Task prompt: Please repeat the entries exactly as they appear and omit any images.

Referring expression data
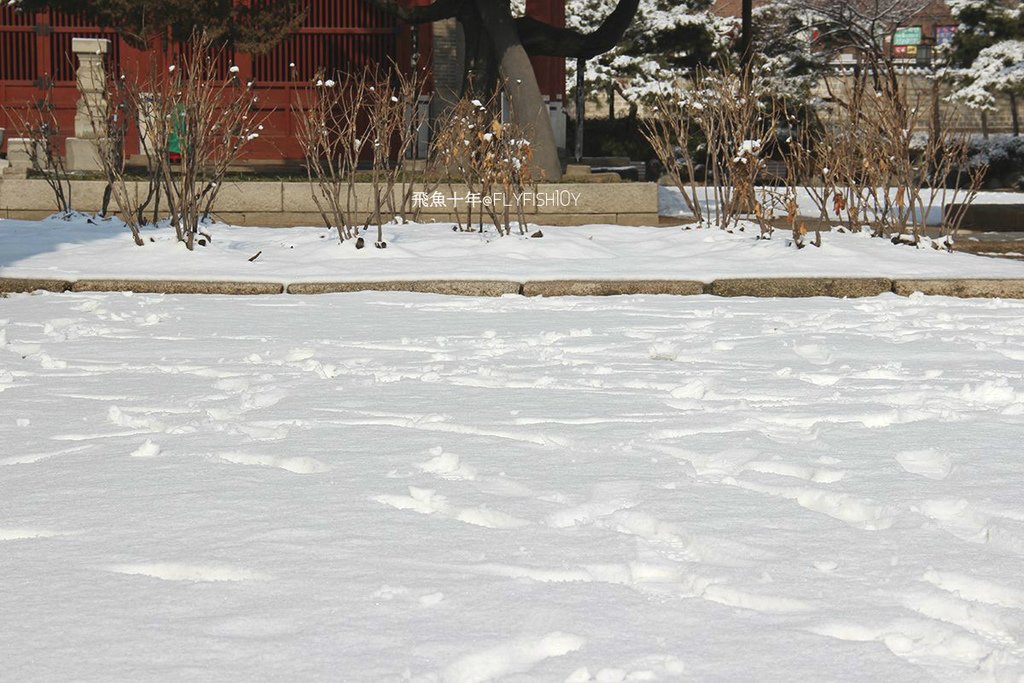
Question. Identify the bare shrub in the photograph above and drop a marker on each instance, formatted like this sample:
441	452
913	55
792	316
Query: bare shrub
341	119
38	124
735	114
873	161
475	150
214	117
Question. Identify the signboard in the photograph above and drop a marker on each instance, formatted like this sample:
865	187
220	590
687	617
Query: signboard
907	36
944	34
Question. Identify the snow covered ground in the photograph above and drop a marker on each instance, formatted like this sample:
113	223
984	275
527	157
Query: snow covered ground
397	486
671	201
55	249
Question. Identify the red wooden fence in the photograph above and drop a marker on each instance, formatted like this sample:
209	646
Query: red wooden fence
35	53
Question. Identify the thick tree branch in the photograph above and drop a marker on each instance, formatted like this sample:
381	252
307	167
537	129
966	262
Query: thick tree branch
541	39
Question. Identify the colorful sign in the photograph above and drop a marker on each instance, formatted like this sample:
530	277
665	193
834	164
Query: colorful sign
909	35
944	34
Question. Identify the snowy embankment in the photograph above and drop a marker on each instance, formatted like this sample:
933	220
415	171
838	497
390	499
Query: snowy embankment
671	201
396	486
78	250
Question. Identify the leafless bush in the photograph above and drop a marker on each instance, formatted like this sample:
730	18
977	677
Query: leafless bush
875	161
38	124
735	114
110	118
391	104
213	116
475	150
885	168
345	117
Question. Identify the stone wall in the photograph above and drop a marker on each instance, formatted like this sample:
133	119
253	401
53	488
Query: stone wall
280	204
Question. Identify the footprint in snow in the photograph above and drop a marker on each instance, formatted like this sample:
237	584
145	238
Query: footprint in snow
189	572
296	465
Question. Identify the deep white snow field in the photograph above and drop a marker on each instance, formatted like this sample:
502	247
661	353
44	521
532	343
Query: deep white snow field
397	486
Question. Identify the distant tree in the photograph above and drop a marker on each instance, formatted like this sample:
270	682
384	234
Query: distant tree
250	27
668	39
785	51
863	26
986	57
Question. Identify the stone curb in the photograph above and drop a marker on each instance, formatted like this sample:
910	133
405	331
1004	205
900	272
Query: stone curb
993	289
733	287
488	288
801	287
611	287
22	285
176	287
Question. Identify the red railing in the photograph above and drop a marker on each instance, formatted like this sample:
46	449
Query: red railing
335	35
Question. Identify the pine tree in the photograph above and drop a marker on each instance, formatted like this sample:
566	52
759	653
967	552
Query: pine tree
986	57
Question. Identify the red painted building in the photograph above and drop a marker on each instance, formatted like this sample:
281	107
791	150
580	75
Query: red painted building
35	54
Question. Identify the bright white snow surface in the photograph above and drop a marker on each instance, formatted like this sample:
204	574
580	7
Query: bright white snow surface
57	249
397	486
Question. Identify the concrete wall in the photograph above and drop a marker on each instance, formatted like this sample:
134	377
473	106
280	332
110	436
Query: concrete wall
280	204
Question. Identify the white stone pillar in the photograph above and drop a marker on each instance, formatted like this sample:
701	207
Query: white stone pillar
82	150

Response to this task:
Question. Identify the bare shrub in the photograph above and drop a marker on each instance, formatted like this sample:
441	452
913	55
792	316
Query: bare shrub
341	119
38	124
735	114
873	161
475	150
214	117
Question. Identify the signboard in the photograph above and drop a marker on each instance, formatted like this sample:
865	187
220	590
687	617
Query: signboard
907	36
944	34
Question. Identify the snow covered ground in the photograph above and drop a marker on each instance, formatted like this sample:
113	223
984	275
527	157
Query: snow covered ground
397	486
671	201
55	249
Question. Identify the red wooden fence in the photograph above and drop a marker on each instance, formatted like this sample:
209	646
Query: red wooden fence
35	53
Question. Identify the thick tree branch in the photograph above and drop a marker on each instance, formatted like this sample:
381	252
307	167
537	129
966	262
Query: thick tree branch
541	39
Question. Identify the colorful sign in the photograph above and drop a marker on each instance, formatted like this sample:
530	277
665	193
834	164
Query: colorful sign
909	35
944	34
Question. Identify the snowy embankment in the photograph above and drop a marker on each instance, formatted like this sample:
933	220
415	171
838	497
390	499
Query: snowy embankment
671	201
396	486
78	250
Question. Identify the leafless bush in the photograph above and drop a marker on each instance, formatted like this sample:
730	18
977	677
Query: leafless bush
875	161
38	124
735	114
110	118
391	104
213	116
475	150
885	168
345	117
Question. Identify the stone wall in the photograph above and drop a marker on each instance, formatted like this sample:
133	119
253	401
53	488
Query: stone wall
280	204
Question. Identify the footprint in snow in the photograph above and drop a marker on each instance, formatted like this sample:
237	584
145	238
Query: footprint in snow
189	572
296	465
Question. Identify the deep white snow field in the photograph above and drop a marker on each instance, formatted like this sample:
502	247
661	353
44	521
532	343
Query: deep white snow field
397	486
Question. Identify the distant tree in the photograph above and drop a marker on each instance, formatted like this sample:
270	682
384	234
Query: distant tree
250	27
668	39
785	51
863	26
986	57
Question. Identify the stone curb in the photograph above and drop a marker on each instance, formatted like this sample:
910	133
405	331
1004	205
900	272
Query: stone curb
993	289
733	287
488	288
801	287
611	287
22	285
176	287
Question. Identify the red railing in the photograph above and drop a marker on each instance, formatted like this sample:
46	449
Query: red railing
335	35
Question. Identify the pine tree in the photograph above and drop a marker on each instance, formatted like this sample:
566	52
759	653
967	552
Query: pine tree
986	57
Question. Identify the red painted building in the photograph above and drop a marker on each instance, formatted like this sample:
281	107
791	150
580	75
Query: red painted building
35	54
Question. Identify the bright white snow surface in the photograph above and drop a marker on each instance, formatted like this sample:
204	574
580	7
Query: bright white snow surface
57	249
397	486
Question. Identify the concrete wall in the photograph above and drop a marker on each instance, formatted like this sample:
134	377
473	106
280	332
110	436
Query: concrete wall
280	204
Question. Identify the white stone pillar in the photograph above and drop a marker on each instance, formatted like this sample:
701	207
Query: white stone pillar
82	150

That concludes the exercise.